2015-05-13 20:57:13

by Arnd Bergmann

[permalink] [raw]
Subject: [PATCH] lib: fix 842 build on 32-bit architectures

Building the 842 code on 32-bit ARM currently results in this link
error:

ERROR: "__aeabi_uldivmod" [lib/842/842_decompress.ko] undefined!

The reason is that the __do_index function performs a 64-bit
division by a power-of-two number, but it has no insight into
the function arguments.

By marking that function inline, the fsize argument is always
known at the time that do_index is called, and the compiler is
able to replace the extremely expensive 64-bit division with
a cheap constant shift operation.

Aside from fixing that link error, this approach should also improve
both code size and performance on 32-bit architectures significantly.

Signed-off-by: Arnd Bergmann <[email protected]>
---
Found while building arm32 allmodconfig with gcc-5.0

diff --git a/lib/842/842_decompress.c b/lib/842/842_decompress.c
index 6b2b45aecde3..285bf6b6959c 100644
--- a/lib/842/842_decompress.c
+++ b/lib/842/842_decompress.c
@@ -169,7 +169,7 @@ static int do_data(struct sw842_param *p, u8 n)
return 0;
}

-static int __do_index(struct sw842_param *p, u8 size, u8 bits, u64 fsize)
+static inline int __do_index(struct sw842_param *p, u8 size, u8 bits, u64 fsize)
{
u64 index, offset, total = round_down(p->out - p->ostart, 8);
int ret;


2015-05-13 23:53:13

by Dan Streetman

[permalink] [raw]
Subject: Re: [PATCH] lib: fix 842 build on 32-bit architectures

> Building the 842 code on 32-bit ARM currently results in this link
> error:
>
> ERROR: "__aeabi_uldivmod" [lib/842/842_decompress.ko] undefined!

Oops! Guess I should build/test on 32 bit more.

━━━━━━

■ WHAT TO DO
- a) Answer these questions from the patch thread on the 842 build:
(i) Which undefined symbol does the link error name?
(ii) What keyword does the patch add to the declaration of __do_index?
(iii) With which compiler version was the problem found?
- b) Carry on the patch thread on the 842 build, starting after its final sentence.
The lines after this point are separate material with no connection to the patch thread.

■ STORED ROWS
━━━━━━

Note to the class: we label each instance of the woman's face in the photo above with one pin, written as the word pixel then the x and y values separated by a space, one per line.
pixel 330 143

━━━━━━

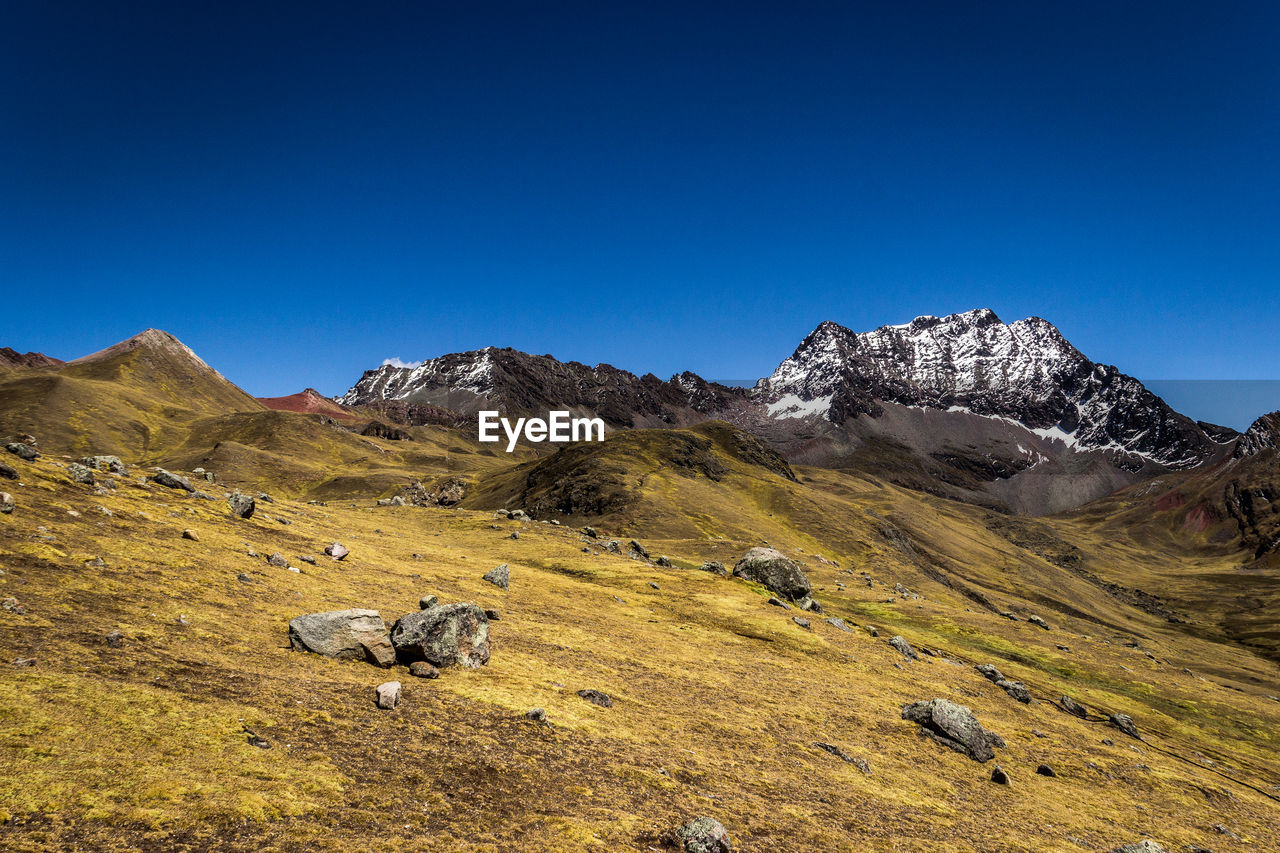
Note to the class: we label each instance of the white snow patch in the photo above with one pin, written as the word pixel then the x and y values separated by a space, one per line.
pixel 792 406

━━━━━━

■ EXPECTED OUTPUTS
- a)
(i) __aeabi_uldivmod
(ii) inline
(iii) gcc-5.0

- b)
>
> The reason is that the __do_index function performs a 64-bit
> division by a power-of-two number, but it has no insight into
> the function arguments.
>
> By marking that function inline, the fsize argument is always
> known at the time that do_index is called, and the compiler is
> able to replace the extremely expensive 64-bit division with
> a cheap constant shift operation.

alternately, we know that fsize will always be less than 64 bits,
at most it's 4<<9 or 8<<8 (both == 1<<11). So we could just change
its type to u16.

diff --git a/lib/842/842_decompress.c b/lib/842/842_decompress.c
index 6b2b45aecde3..285bf6b6959c 100644
--- a/lib/842/842_decompress.c
+++ b/lib/842/842_decompress.c
@@ -169,7 +169,7 @@ static int do_data(struct sw842_param *p, u8 n)
return 0;
}

-static int __do_index(struct sw842_param *p, u8 size, u8 bits, u64 fsize)
+static int __do_index(struct sw842_param *p, u8 size, u8 bits, u16 fsize)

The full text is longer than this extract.